**PROVIDED RECORDS:**

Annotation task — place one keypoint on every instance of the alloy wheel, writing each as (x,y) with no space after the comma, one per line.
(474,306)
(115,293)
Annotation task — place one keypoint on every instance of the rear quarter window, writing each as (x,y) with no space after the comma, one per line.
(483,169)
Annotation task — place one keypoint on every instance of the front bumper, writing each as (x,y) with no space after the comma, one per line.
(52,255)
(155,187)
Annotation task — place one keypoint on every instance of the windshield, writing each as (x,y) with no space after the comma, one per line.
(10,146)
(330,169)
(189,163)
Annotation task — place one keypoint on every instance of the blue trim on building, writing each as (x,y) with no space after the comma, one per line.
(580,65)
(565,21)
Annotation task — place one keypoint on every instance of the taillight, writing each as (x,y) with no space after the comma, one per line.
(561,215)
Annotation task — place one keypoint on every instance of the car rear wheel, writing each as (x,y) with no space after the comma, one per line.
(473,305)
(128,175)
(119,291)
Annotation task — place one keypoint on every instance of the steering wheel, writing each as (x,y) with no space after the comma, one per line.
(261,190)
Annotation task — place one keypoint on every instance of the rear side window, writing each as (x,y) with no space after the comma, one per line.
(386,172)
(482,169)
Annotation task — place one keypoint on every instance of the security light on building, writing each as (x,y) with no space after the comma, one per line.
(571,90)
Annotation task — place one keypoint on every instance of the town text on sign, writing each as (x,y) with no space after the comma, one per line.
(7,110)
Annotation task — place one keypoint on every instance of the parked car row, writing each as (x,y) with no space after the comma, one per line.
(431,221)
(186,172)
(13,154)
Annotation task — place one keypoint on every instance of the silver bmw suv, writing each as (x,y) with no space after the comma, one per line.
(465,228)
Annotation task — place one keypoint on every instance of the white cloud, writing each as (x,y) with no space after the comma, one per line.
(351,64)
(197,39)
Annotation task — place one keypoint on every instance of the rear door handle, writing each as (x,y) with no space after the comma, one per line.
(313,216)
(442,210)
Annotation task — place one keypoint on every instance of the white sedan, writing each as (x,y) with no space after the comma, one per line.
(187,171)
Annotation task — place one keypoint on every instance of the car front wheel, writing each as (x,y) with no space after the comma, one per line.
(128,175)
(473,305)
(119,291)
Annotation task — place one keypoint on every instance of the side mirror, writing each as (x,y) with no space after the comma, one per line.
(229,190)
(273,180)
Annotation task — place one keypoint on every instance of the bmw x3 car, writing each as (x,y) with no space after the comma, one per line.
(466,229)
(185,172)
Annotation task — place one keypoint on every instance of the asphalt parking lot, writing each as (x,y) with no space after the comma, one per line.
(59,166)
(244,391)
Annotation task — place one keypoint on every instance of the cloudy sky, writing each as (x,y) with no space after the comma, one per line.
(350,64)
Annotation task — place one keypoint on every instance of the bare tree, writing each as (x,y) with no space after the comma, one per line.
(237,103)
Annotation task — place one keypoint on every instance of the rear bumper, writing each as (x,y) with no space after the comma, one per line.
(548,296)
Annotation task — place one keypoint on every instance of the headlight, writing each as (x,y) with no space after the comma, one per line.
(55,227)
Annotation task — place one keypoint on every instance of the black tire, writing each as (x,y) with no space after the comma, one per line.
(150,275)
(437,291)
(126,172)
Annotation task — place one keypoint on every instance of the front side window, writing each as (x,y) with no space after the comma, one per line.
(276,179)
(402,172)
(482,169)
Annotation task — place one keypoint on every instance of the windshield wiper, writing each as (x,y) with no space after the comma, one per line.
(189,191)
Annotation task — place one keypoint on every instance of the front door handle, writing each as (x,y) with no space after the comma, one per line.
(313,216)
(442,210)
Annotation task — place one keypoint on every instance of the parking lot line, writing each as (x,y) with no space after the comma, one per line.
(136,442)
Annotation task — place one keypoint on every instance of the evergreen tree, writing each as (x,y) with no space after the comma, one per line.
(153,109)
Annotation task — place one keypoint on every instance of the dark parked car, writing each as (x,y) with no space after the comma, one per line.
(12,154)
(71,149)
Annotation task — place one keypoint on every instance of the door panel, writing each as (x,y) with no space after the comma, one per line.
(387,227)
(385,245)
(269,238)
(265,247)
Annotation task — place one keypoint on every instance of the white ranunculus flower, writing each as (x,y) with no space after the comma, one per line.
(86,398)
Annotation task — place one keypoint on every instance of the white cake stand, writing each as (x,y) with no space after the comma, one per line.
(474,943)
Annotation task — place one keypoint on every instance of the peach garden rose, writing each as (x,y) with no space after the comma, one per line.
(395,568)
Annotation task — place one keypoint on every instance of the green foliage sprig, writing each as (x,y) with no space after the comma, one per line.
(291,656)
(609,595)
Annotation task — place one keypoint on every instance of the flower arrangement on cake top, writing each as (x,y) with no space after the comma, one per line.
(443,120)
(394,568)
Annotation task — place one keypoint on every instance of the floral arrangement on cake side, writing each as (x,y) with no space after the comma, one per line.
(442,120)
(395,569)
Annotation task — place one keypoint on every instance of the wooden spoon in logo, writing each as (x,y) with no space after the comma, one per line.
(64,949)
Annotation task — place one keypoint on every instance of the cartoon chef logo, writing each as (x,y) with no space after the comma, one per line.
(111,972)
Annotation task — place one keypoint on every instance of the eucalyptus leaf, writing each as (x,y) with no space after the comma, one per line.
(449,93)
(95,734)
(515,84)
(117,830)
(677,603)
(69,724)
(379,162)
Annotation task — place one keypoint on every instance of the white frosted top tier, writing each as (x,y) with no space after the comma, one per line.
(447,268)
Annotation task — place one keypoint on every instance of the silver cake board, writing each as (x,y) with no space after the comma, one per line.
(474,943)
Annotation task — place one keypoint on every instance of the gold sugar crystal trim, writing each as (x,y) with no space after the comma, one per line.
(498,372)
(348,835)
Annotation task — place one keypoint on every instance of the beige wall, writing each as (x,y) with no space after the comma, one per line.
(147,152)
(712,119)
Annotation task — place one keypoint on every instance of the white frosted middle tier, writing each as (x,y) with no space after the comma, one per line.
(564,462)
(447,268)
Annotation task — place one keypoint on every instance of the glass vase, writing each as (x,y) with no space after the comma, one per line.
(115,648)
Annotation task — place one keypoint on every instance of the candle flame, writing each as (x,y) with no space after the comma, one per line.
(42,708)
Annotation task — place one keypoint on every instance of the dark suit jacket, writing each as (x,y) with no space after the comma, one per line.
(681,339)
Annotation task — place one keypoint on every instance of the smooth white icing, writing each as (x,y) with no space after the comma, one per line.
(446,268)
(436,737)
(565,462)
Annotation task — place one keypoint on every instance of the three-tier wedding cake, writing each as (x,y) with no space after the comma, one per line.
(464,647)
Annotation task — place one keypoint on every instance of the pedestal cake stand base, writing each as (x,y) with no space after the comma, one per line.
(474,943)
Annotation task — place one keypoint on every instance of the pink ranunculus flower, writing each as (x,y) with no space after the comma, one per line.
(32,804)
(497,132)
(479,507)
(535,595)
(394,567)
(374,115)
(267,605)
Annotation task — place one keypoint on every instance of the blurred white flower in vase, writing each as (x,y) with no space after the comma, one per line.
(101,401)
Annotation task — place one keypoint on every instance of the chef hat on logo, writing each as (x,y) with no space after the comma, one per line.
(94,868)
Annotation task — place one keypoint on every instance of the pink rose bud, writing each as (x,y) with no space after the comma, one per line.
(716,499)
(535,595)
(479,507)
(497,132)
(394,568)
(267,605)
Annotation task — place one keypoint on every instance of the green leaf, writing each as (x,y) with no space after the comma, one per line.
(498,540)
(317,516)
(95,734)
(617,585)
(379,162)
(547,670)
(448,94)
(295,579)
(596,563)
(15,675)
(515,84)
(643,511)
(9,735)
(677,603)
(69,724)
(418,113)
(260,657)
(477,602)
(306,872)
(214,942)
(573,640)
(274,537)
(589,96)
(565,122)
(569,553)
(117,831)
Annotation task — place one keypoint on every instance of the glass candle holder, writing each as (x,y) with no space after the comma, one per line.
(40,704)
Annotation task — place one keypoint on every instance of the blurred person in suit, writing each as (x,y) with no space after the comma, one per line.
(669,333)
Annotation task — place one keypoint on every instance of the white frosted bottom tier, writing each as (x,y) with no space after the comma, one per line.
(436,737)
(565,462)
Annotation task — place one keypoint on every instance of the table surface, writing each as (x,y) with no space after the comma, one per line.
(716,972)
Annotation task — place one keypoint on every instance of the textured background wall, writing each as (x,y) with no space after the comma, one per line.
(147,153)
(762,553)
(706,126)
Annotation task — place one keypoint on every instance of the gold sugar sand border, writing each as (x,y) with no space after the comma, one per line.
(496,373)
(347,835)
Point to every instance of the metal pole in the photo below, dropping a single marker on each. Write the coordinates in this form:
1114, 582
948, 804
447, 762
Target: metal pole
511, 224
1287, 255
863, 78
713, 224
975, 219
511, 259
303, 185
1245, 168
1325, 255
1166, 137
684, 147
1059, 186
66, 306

**DIRECTIONS:**
The expected result is an exact transcription of the lines from the one containing "the blurred person" through the end of the records above; please include both ends.

**TASK RESPONSE:**
Annotation task — place one keypoint on every instance of the blurred person in suit, writing each as (x,y) with no space after the comma, one per line.
(669,333)
Annotation task — place one keypoint on every instance of the white frosted bottom tier, writing each as (x,y) with no space after the comma, one per line.
(436,737)
(565,462)
Annotation task — place one keypoint on every instance of the table surface, writing each as (x,y) with no space after the comma, one per line.
(716,972)
Annotation task — place one keypoint on every instance of the textured background wall, writing each as (x,y) with no space after the comma, one per line.
(147,153)
(762,553)
(706,126)
Annotation task — place one keypoint on every instance of the gold sugar sand border, writing each as (x,y) with no space after the comma, one per line.
(496,373)
(347,835)
Point to every instance of the metal pole in the photo below, dropping a single marker on each. Write the coordinates in this form:
1114, 582
948, 804
447, 762
Target: metal pole
511, 224
1287, 255
863, 78
713, 224
975, 219
511, 259
303, 185
1245, 168
1325, 255
1166, 137
684, 147
1059, 186
66, 306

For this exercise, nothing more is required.